What you have to do:
When a line below holds the string "snake", show that line.

Data records:
□ □ □ □ □ □ □
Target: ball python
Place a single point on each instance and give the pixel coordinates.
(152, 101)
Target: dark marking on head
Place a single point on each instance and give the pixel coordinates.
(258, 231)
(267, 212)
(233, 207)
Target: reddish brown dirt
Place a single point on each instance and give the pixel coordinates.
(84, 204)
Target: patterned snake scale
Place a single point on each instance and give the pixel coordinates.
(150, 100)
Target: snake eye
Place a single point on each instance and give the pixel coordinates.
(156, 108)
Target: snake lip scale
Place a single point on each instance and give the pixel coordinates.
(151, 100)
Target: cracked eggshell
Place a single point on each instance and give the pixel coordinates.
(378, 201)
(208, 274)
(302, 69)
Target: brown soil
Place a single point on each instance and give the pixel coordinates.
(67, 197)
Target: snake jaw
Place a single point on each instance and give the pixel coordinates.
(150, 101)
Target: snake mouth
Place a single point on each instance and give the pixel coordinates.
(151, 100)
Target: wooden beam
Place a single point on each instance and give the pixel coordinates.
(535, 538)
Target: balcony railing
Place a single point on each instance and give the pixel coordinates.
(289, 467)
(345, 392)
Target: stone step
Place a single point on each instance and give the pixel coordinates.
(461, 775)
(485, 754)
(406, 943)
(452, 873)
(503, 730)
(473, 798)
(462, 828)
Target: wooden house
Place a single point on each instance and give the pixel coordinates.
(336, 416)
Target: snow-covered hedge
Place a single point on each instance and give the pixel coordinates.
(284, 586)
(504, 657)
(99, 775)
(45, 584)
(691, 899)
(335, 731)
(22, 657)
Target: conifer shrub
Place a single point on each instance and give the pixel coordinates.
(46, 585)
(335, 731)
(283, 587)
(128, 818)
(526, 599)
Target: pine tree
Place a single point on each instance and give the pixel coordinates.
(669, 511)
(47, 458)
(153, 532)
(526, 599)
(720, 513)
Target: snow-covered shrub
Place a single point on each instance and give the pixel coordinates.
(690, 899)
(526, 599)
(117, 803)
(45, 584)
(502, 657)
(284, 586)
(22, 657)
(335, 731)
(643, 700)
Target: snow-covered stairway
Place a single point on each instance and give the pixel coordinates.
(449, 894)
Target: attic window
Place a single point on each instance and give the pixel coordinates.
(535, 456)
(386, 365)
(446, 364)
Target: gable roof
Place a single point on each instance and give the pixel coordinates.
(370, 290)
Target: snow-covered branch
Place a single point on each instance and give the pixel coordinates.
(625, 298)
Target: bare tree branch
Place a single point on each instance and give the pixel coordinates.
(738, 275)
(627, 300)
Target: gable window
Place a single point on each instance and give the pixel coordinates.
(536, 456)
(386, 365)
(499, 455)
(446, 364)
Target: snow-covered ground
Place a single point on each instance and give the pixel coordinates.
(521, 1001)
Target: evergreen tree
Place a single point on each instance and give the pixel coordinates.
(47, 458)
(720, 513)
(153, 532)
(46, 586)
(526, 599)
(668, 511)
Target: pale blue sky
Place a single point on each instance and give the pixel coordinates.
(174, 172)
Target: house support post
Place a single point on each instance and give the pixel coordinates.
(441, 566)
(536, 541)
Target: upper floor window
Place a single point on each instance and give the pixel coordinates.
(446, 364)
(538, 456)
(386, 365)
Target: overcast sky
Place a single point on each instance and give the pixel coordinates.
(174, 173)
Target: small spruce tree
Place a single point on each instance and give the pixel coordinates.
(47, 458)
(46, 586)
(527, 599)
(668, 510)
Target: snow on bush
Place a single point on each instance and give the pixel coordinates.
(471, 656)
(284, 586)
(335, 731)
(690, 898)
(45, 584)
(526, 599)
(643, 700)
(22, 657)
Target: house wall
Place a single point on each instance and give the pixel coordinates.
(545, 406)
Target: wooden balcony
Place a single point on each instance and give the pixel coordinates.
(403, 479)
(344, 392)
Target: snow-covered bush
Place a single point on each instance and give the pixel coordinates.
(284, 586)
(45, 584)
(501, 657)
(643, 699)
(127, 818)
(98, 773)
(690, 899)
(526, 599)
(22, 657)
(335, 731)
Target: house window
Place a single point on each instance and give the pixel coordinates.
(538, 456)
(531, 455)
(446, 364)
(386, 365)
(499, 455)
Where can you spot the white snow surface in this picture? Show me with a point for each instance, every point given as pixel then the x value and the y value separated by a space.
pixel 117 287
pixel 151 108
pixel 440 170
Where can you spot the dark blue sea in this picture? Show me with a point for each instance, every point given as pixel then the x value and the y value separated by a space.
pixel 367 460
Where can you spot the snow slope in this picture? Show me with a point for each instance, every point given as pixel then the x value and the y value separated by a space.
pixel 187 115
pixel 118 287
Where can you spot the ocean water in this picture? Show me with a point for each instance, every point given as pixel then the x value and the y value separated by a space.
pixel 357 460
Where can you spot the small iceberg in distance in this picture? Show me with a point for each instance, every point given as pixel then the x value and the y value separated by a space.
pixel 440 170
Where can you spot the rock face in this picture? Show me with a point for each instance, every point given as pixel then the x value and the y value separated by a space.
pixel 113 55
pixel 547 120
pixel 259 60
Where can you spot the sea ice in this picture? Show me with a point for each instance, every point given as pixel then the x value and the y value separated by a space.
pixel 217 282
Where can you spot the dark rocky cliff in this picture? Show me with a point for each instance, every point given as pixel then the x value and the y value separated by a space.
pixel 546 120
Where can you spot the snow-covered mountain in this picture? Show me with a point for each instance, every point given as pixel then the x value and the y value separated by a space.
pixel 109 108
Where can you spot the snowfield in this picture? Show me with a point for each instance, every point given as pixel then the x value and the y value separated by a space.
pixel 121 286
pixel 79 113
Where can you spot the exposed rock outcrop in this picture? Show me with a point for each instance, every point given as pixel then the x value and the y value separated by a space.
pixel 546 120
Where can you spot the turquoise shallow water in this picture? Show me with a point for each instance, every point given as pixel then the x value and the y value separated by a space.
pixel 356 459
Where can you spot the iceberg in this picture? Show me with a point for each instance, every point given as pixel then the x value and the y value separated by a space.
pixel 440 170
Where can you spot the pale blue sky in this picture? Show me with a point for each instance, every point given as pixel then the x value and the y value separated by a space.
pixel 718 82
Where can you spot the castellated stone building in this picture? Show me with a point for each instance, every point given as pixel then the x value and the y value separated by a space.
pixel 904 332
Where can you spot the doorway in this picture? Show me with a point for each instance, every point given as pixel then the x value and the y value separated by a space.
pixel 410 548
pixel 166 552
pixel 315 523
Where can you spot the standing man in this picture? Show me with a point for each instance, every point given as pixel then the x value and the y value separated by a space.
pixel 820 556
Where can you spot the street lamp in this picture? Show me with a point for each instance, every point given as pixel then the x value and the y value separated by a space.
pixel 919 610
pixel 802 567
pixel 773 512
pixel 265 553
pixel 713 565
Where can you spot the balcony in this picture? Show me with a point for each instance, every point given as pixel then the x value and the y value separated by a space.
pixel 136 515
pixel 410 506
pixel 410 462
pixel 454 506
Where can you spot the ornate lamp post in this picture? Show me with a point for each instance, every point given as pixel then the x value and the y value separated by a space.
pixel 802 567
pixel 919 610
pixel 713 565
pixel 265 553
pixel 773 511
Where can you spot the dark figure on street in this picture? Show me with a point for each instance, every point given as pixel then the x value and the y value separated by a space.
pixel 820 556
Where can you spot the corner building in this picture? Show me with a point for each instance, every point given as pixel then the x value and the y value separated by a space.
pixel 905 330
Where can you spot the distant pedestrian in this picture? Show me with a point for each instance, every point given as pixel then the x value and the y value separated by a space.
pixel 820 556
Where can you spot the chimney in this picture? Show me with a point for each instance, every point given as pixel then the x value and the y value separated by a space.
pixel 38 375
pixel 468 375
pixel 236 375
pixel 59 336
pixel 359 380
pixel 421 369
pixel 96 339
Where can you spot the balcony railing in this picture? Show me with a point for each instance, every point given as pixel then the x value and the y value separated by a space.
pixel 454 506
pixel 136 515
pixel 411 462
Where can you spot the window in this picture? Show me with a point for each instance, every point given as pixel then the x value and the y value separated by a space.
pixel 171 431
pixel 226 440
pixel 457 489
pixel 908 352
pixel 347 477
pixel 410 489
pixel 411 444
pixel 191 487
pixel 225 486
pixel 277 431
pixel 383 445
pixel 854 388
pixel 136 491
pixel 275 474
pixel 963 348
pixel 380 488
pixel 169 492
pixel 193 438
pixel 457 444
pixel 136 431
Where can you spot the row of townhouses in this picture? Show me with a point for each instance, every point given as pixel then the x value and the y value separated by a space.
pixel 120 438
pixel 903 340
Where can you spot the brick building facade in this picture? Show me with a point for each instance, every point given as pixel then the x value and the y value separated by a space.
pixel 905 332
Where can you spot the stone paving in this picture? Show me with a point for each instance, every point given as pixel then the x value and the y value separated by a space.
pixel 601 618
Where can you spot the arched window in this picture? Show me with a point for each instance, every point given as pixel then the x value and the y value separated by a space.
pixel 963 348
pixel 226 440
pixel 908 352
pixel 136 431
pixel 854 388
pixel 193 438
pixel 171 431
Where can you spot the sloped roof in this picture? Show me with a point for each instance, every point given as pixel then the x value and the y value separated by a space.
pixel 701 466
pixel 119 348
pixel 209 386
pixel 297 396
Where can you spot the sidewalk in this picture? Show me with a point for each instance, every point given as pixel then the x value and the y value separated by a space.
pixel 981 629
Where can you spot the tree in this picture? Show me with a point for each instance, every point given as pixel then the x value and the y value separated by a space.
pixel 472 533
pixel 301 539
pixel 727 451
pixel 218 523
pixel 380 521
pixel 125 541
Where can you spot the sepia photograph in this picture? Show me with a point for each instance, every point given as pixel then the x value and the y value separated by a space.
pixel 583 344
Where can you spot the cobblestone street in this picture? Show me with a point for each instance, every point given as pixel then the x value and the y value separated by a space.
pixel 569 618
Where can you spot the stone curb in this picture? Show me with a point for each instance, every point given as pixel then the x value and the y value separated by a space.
□ □ □ □ □ □ □
Answer for this exercise:
Target: patterned snake scale
Target: snake eye
Target: snake lip scale
Target: snake jaw
Target: snake mouth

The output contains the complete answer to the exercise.